--- BEGIN RECORDS SUPPLIED ---

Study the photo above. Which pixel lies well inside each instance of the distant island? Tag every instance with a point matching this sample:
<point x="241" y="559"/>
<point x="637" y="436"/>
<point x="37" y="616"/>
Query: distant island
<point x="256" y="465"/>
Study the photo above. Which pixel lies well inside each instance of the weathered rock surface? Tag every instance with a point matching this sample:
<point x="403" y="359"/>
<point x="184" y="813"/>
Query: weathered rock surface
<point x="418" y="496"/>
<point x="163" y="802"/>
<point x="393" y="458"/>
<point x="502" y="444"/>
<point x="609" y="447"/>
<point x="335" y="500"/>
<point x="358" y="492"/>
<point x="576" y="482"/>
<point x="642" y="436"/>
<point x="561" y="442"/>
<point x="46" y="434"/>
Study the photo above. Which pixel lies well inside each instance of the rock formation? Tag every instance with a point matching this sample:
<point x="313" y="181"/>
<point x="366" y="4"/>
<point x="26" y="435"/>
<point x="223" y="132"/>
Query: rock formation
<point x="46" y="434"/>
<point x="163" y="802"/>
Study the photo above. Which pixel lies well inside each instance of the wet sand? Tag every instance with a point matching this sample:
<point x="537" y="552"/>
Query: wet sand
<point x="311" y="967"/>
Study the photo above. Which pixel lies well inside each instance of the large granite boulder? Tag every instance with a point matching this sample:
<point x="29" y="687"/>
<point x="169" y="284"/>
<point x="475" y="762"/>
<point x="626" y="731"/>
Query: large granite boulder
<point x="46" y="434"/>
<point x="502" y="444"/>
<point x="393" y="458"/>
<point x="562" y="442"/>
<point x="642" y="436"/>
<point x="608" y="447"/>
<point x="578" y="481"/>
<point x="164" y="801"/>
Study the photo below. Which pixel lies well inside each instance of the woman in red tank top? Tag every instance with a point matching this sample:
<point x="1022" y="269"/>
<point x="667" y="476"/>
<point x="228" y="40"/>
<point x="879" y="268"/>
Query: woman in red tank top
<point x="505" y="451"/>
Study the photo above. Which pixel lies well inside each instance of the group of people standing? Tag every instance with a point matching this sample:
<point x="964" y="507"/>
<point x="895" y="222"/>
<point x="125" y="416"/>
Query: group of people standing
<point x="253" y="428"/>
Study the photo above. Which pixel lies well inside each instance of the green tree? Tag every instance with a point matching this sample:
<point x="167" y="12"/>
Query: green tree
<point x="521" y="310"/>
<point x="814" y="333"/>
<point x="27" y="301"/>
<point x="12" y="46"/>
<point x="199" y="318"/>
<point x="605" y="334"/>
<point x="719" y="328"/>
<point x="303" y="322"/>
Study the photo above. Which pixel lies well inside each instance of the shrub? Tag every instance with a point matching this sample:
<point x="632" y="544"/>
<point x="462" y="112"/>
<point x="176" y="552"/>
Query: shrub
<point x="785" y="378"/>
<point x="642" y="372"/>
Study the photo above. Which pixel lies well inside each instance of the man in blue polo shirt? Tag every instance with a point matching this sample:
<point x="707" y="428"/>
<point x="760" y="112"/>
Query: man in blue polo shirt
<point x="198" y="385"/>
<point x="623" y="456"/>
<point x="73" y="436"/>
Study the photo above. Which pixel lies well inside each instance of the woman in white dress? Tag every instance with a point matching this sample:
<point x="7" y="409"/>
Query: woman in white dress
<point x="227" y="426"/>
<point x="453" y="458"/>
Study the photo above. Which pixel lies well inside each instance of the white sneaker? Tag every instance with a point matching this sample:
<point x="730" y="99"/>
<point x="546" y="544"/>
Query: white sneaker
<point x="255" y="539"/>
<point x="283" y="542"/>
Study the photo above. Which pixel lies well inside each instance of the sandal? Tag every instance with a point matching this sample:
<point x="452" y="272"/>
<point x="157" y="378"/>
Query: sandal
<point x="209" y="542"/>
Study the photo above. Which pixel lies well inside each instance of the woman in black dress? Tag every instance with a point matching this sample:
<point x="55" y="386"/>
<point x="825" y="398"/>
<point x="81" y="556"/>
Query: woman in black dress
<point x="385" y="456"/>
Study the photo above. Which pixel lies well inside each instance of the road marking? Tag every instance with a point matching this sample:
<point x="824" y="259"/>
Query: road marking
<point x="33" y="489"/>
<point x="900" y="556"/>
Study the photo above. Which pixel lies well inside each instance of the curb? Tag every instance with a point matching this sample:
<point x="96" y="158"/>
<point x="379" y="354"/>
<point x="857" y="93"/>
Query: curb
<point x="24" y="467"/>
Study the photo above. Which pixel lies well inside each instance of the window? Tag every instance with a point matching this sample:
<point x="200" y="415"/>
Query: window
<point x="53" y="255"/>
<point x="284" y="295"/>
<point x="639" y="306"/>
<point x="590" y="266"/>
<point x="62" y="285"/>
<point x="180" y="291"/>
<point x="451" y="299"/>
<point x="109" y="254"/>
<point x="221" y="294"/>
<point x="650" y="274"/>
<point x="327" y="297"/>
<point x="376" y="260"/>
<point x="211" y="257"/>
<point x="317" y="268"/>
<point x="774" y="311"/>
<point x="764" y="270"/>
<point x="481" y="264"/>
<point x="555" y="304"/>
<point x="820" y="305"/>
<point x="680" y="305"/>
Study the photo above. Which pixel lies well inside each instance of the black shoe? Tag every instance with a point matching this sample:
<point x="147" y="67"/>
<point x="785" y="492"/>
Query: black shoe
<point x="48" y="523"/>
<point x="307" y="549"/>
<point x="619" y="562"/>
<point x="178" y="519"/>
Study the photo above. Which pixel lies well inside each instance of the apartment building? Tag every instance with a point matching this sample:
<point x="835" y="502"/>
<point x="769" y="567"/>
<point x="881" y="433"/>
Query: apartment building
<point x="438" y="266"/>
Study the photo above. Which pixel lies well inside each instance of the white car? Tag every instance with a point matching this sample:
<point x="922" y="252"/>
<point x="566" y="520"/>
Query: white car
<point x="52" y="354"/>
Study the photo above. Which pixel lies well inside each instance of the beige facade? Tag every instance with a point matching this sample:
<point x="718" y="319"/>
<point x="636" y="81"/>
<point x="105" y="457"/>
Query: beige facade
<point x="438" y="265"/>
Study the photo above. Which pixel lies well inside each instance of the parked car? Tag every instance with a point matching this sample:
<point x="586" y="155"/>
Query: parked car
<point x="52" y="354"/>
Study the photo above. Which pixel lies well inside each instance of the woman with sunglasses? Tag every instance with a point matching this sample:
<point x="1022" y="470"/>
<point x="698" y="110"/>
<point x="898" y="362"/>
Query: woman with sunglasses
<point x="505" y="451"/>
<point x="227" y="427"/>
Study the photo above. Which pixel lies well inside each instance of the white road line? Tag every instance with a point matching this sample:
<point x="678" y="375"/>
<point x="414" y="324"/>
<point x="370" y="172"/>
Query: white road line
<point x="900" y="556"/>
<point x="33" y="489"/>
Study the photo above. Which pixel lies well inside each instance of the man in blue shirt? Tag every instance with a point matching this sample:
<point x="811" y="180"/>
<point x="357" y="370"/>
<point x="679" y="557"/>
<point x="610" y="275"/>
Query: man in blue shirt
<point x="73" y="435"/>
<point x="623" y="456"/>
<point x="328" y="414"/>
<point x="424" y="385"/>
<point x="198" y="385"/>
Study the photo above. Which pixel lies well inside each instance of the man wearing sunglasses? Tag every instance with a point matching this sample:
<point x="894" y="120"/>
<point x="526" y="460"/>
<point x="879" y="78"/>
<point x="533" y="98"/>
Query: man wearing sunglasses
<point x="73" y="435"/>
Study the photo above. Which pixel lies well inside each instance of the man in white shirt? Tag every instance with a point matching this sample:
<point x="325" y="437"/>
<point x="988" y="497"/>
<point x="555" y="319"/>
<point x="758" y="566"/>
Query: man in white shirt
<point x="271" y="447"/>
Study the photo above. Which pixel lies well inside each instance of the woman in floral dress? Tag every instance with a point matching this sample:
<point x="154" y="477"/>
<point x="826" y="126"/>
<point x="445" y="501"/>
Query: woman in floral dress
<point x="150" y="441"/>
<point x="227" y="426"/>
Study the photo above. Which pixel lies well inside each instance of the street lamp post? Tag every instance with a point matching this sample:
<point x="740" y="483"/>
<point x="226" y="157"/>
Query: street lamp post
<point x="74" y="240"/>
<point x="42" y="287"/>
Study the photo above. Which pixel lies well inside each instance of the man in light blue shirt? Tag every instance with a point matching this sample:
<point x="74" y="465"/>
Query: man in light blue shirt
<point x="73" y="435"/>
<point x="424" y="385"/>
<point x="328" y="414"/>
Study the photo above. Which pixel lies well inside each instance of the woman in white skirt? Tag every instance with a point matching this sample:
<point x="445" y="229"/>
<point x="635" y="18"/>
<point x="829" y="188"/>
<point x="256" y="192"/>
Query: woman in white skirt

--- END RECORDS SUPPLIED ---

REQUIRED TASK:
Output the lines from the line containing "light blue shirt?" to the end, both included; add nothing.

COMPLETE ANSWER:
Study the photo above. Which pixel lies well inside each instance of the man in light blue shirt? Tag every instance with a point matching this sample:
<point x="74" y="465"/>
Query: man in light blue shirt
<point x="73" y="435"/>
<point x="424" y="385"/>
<point x="328" y="414"/>
Study the photo above. Which pixel lies well inside each instance of the woman in white skirt? Tag every instance with a point matching this sample:
<point x="445" y="229"/>
<point x="635" y="18"/>
<point x="829" y="188"/>
<point x="256" y="192"/>
Query: woman in white skirt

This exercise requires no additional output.